Segment Start: Source data

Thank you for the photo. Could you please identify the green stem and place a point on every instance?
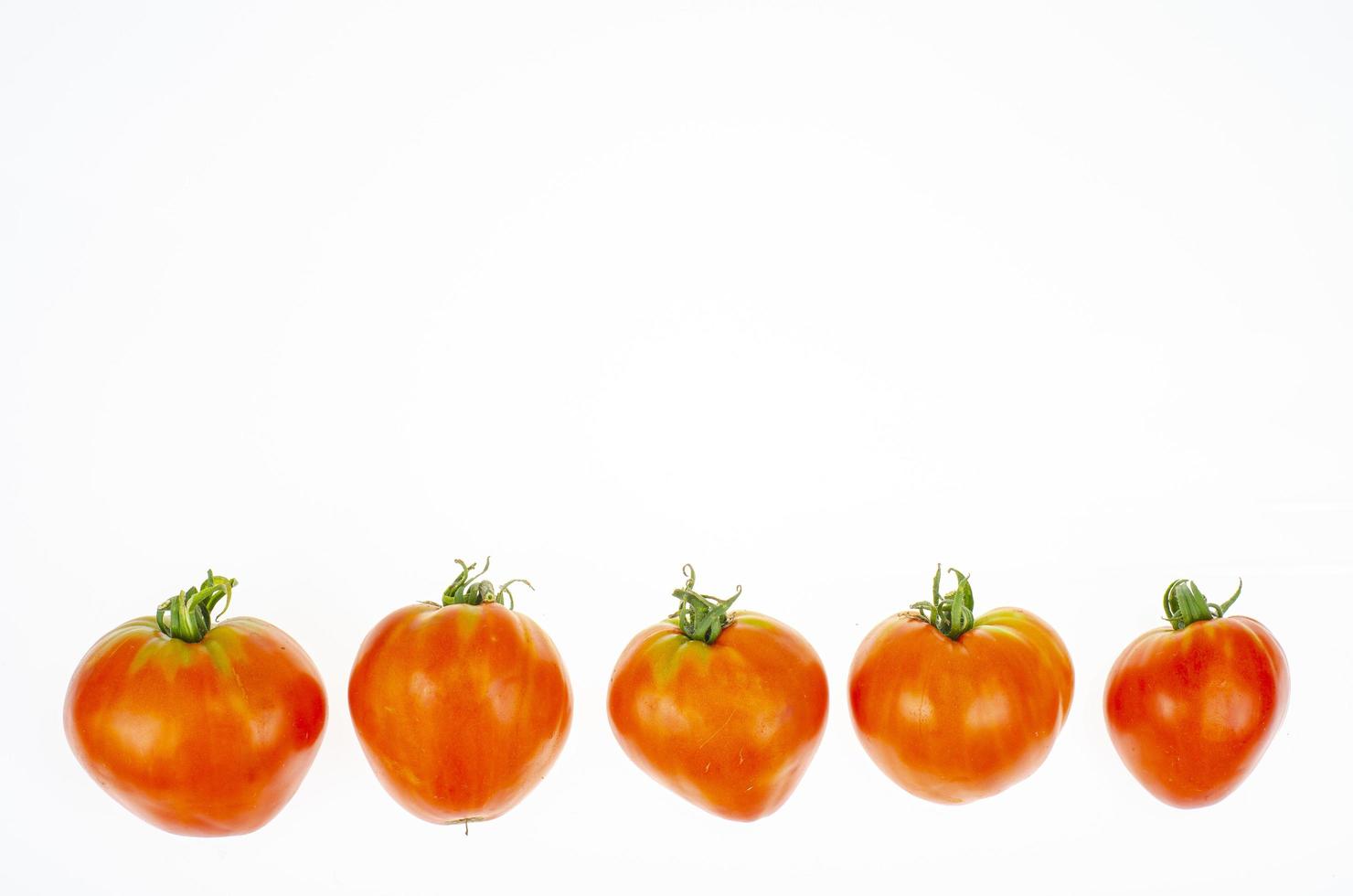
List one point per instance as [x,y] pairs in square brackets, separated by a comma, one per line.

Segment End: Source data
Segment Start: Source data

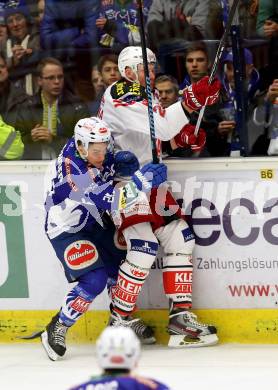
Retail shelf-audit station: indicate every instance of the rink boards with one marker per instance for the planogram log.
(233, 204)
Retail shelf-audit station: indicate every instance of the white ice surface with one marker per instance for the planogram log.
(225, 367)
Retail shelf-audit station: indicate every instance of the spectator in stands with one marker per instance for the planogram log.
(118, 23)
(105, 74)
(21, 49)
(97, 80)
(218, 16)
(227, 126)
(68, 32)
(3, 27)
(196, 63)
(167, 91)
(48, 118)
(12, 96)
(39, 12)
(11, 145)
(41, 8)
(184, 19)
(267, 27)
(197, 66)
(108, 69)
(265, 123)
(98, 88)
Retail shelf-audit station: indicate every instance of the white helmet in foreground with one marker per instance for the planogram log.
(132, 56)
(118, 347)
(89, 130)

Segment End: Source data
Segment Start: Source data

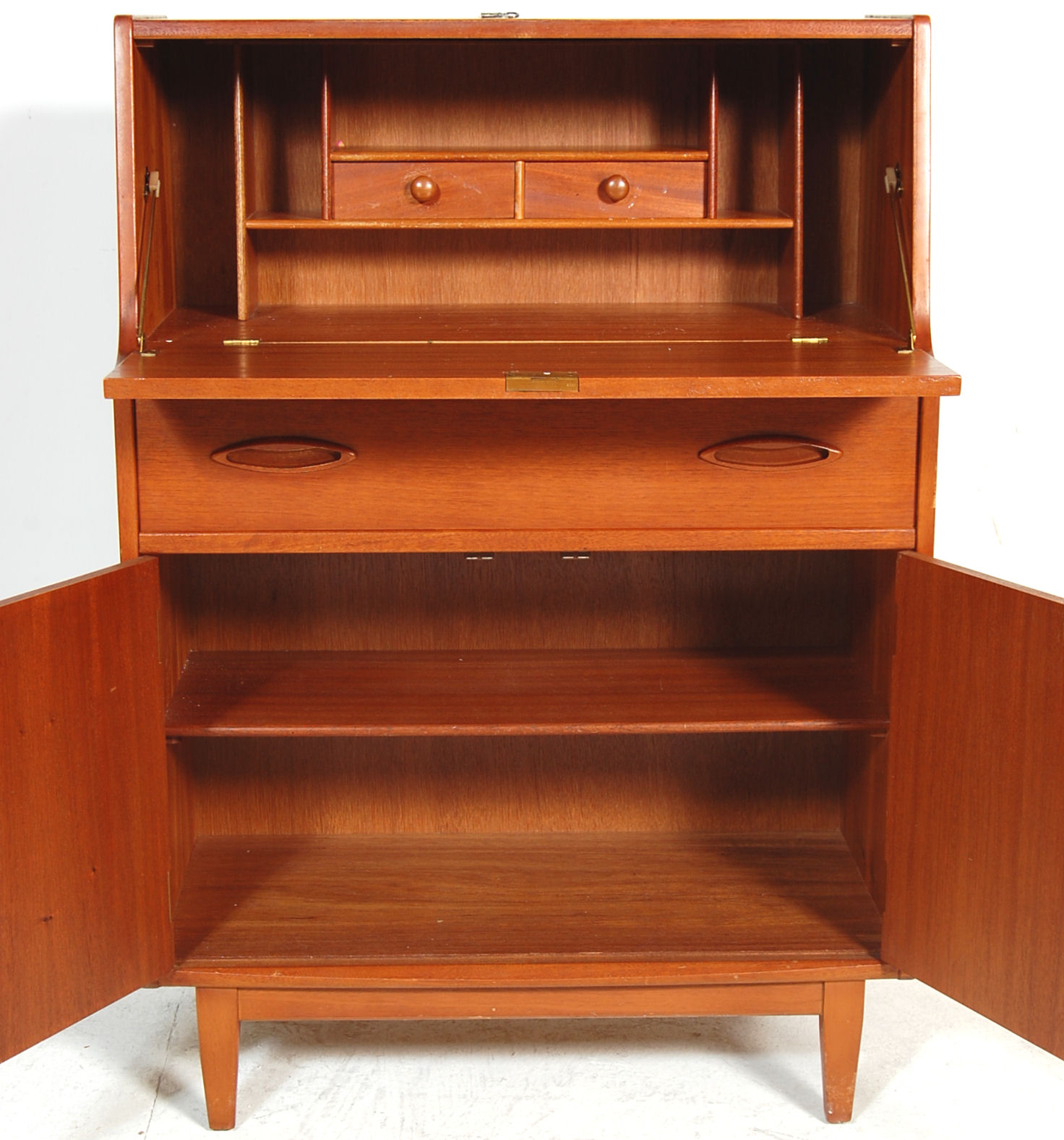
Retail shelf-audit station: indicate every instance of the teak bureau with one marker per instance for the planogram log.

Segment End: Source data

Retype the lines above exactly as they appear, from the line containing "Thank you for" through the line containing "List one point", and leave out any pictures.

[Output of the task]:
Thank you for the photo. Could you please identify the green stem and place a point on every instance?
List one point per instance as [x,y] pairs in square brackets, separated by a comma, one per line.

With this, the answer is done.